# Awesome day for me



## bradley4 (Mar 31, 2014)

Had an awesome day in North East Ohio today. Blue geese and snow geese







seen well over 500 geese and 200 ducks today. A group of 150 snows landed in the spread. Shortly after another group of 100 came through. A true lifetime memory hunt. The snow goose on far left and blue goose 2nd from the right are headed to taxidermist. Any reputable recommendations where to take them?


----------



## 9Left (Jun 23, 2012)

Awesome! congrats on the hunt!


----------



## RMK (Feb 21, 2017)

congrats! awesome birds and looks like it was a great hunt! might be a little bit of a hall for you but i think it would be worth it... mcnamaras taxidermy. located close to spencerville just south west of lima. dude does great bird work and has been doing great work for quite a while. hes done several for me. attention to detail is pretty amazing.

INFORMATION SHOWN:
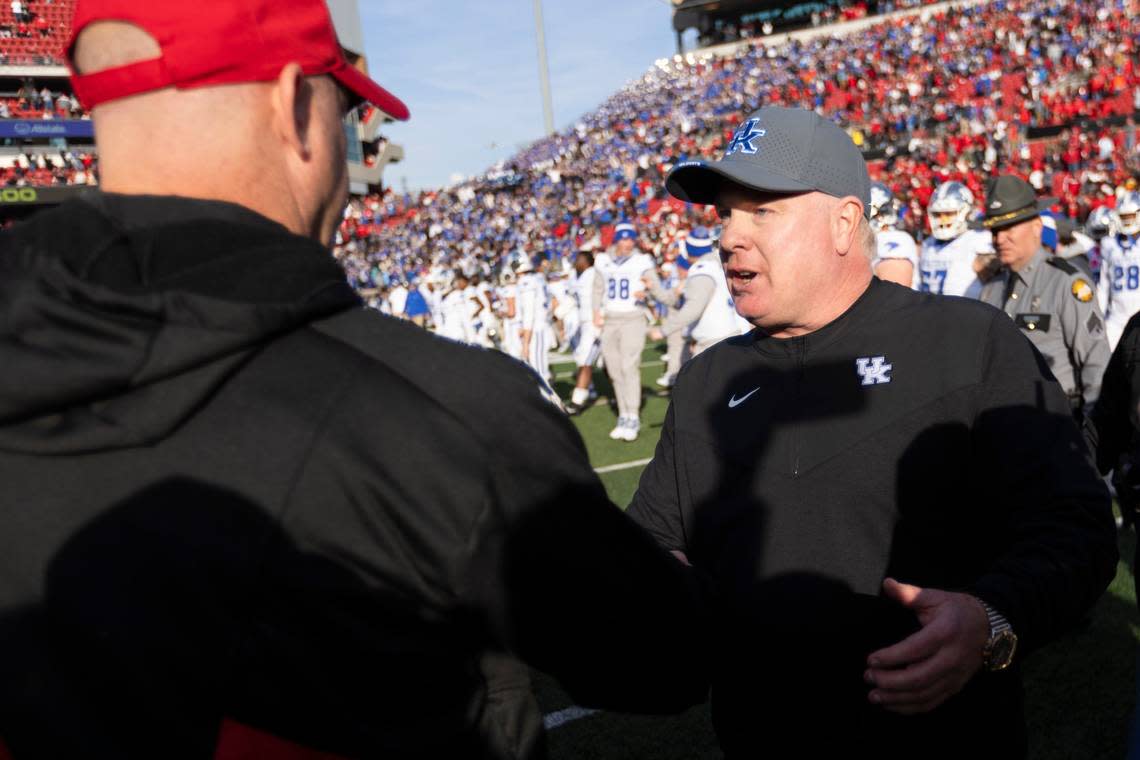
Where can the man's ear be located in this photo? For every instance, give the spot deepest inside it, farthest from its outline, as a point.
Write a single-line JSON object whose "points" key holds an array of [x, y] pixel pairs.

PROBLEMS TO WORK ON:
1) Please list every username that posts in the goose hunt thread.
2) Resume the goose hunt thread after its final post by writing the next reply.

THE REPLIES:
1) bradley4, 9Left, RMK

2)
----------



## Flathead76 (May 2, 2010)

That's awesome. Snows also taste alot better than Canada geese.


----------



## 3 dog Ed (Apr 25, 2014)

That is a great hunt and must have been an awesome sight. Can’t wait til I get a chance at a snow goose.


----------



## 3 dog Ed (Apr 25, 2014)

BTW how many dekes were you running in that spread?


----------



## bradley4 (Mar 31, 2014)

Was a very cool sight. Since it was only 2 of us out there we only put out about 75 or so


----------



## Derby309 (Apr 11, 2011)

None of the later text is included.